Action item:
Output every line below as it stands, dropping only the images.
*** Opening of Source data ***
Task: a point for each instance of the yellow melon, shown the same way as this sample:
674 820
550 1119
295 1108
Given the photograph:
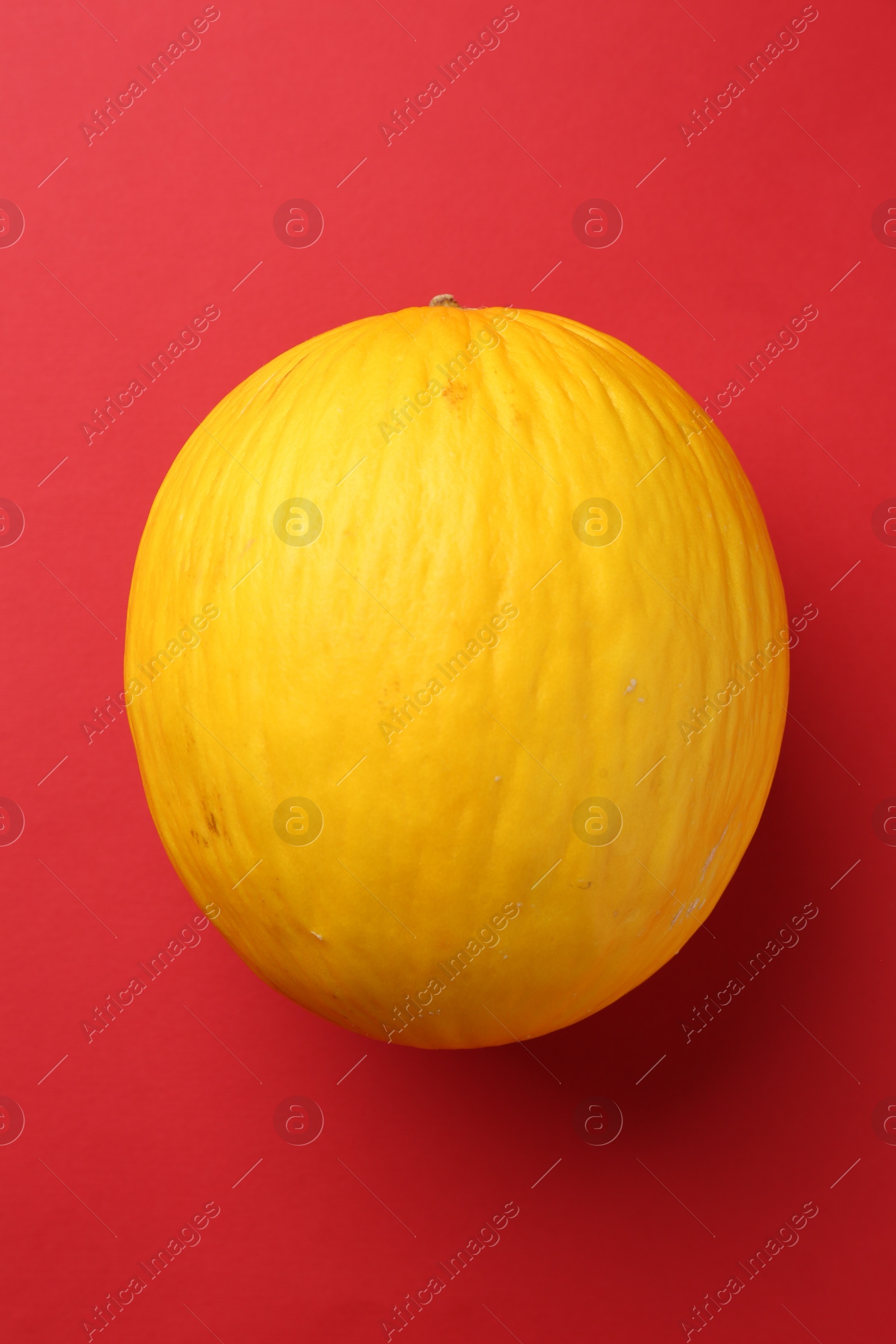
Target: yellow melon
457 670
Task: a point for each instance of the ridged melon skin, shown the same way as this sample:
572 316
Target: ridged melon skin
590 635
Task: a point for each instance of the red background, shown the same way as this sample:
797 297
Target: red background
732 234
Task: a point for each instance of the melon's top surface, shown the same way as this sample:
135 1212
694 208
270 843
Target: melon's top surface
456 671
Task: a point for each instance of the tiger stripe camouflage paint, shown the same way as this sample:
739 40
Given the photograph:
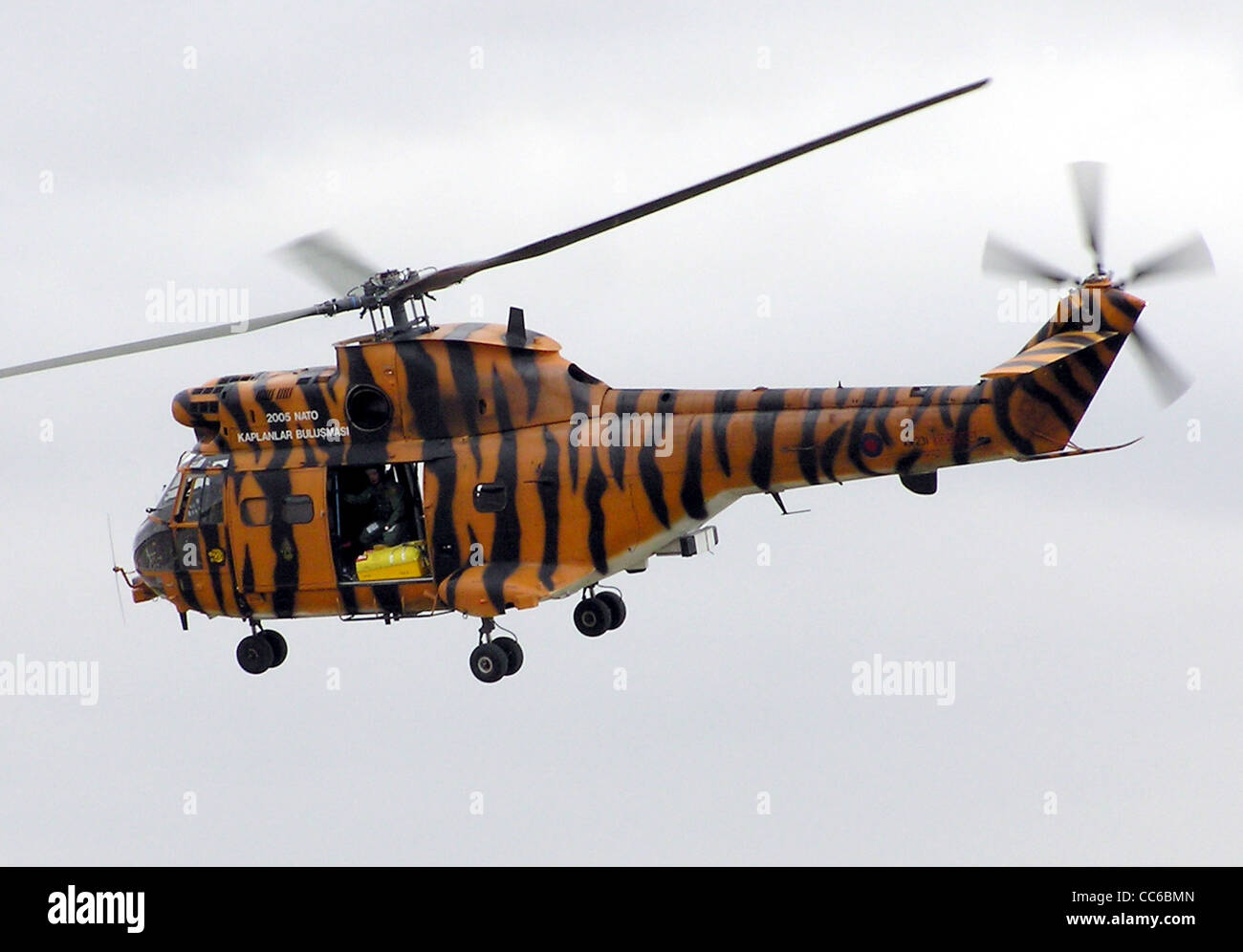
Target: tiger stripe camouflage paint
475 409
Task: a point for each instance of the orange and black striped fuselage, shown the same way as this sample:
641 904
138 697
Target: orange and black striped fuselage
537 480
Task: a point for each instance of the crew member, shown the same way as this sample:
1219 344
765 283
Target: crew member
389 513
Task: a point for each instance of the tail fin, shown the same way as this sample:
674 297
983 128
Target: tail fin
1043 392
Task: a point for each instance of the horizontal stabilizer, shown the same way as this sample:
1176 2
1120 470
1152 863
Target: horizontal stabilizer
1077 451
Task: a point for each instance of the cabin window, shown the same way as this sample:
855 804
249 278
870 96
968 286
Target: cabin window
491 496
297 509
368 408
255 511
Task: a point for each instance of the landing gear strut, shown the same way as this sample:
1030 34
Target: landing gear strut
261 649
495 658
597 614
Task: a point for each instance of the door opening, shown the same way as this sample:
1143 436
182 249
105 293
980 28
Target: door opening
376 520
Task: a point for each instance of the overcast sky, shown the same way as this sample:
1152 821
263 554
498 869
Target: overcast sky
434 133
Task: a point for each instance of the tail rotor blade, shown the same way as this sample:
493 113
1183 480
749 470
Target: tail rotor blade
1003 259
1167 379
1188 256
116 574
1089 178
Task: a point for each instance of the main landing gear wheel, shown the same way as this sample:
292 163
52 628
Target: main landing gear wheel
490 661
280 649
592 617
512 654
617 608
255 654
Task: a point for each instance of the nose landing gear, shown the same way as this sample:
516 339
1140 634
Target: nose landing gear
261 649
495 658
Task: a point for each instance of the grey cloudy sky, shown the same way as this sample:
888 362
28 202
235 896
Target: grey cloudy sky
373 119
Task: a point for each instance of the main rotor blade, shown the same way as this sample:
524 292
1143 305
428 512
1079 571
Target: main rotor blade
1189 255
1003 259
1089 178
447 276
185 337
326 260
1167 379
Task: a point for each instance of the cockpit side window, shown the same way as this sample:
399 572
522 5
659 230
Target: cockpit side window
163 509
204 500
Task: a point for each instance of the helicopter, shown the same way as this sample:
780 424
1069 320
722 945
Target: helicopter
470 467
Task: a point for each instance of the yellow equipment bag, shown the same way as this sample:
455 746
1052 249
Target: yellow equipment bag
383 562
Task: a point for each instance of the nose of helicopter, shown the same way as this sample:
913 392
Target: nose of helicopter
153 552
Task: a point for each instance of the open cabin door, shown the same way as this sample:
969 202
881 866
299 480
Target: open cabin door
377 524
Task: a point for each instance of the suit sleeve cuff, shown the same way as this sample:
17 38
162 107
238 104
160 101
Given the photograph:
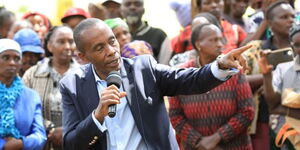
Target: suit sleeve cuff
102 127
220 74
*** Close of Source data ***
Answer section:
Task: a point for each instance of the yellow melon, shown the same way as this sample:
674 820
550 1119
295 1108
Given the photograph:
Target: yellow melon
457 670
Task: a point for each instance of the ridged melon skin, shown the same way as this sample:
572 316
Target: ridged melon skin
590 635
Task: a point for each instance of the red background, shown the same way as this sample:
797 297
Target: red background
732 234
Task: a point for each instance of the melon's top surface, shown the same way as this sample:
135 1212
694 208
270 843
Target: melon's top surface
456 671
Task: a point for each instance of the tiger stripe camouflage paint, shown the same way as this sample:
739 40
Given the photograph:
Target: tiger stripe camouflage paint
475 409
Task: a point for each instance of the orange and black striped fuselage, shown the same way as this sample:
641 904
138 697
Target: orange and black striped fuselage
537 480
Task: a point for each instance of the crew member, shown the same way as this sample:
1219 344
765 283
Target: crew member
389 513
Task: a point for each instance of the tail fin, shown the same way as this sample:
674 297
983 128
Target: tail fin
1043 392
Task: a point for each instance of the horizontal stabilizer, shown the same way as this sample:
1176 2
1120 470
1152 863
Target: horizontal stabilizer
1077 451
Task: a point for each instance of the cabin window, shown the same way as this sample:
855 804
249 278
870 96
968 286
Target: cabin window
491 496
297 509
368 408
255 511
Task: a point for each instance of the landing gear strut, shown the same way as this sample:
1030 34
Target: landing gear strut
261 649
495 658
597 614
Task: a point for each instance of the door opening, shown the same way as this sample:
1143 436
182 249
105 293
980 28
Target: door opening
376 520
Task: a point for each instance of the overcast sky, shown the same way as this sample:
1152 821
263 554
498 869
Target: overcast sky
434 133
Task: a point for each instance of the tail rotor blade, shown the same way as this sample:
493 113
1183 480
749 470
Target: tail rotor blade
1003 259
1167 379
1188 256
116 574
1089 178
Task: a point for each instance of the main landing gear wheel, shown the same way as this sample:
292 163
52 628
Target: main landing gear wheel
490 661
280 649
592 617
512 654
617 608
255 654
Task: a point for each instance of the nose landing gear, shown the same way as this sample:
516 339
1140 634
Target: nose landing gear
261 649
495 658
Task: a point for each instance of the grey cloudy sky, shown the same way as this sample:
888 362
28 202
235 896
Target: grey cloudy sky
373 119
Task: a point for each instance of the main rotor blade, shown the same way as this sample:
524 292
1143 305
428 512
1079 571
Target: main rotor blade
1189 255
1003 259
1089 178
447 276
185 337
326 260
1167 379
Task: a point for each instance of the cockpit side window, shown the same way as this sample:
399 572
522 5
659 230
Target: cockpit side window
163 509
204 500
Task: a point for each instance of the helicopter, shown the same way as this sample:
780 424
1069 320
722 945
Target: helicopter
470 467
Task: a point for each instance of the yellow equipment bag, shown the same way as this sample:
455 746
1052 249
Target: yellow equipment bag
383 562
Task: a point for each instance of the nose of helicopter, shown the same way as this sample:
913 392
Target: nose of helicopter
153 552
Task: a point for each instance of the open cabin door, shown the same way as this sample:
969 202
881 866
299 480
Target: open cabin door
377 524
Task: a point for each instance of the suit sleeve cuff, shown the same way as this sample:
17 38
162 107
238 104
160 101
Given the photograph:
Target: suit sleeve cuff
102 127
220 74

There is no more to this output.